[Study material]:
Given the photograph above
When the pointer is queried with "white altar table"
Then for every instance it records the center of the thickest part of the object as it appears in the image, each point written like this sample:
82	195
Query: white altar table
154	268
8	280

[Problem requirements]:
Transcribe the data above in full, keeping every word as it is.

[The completed task]:
Given the photograph above
When the pointer is queried with "white altar table"
Then for every instance it records the center of the thickest part of the object as it appears in the image, each point written like this sample:
82	195
Query: white altar table
154	268
8	280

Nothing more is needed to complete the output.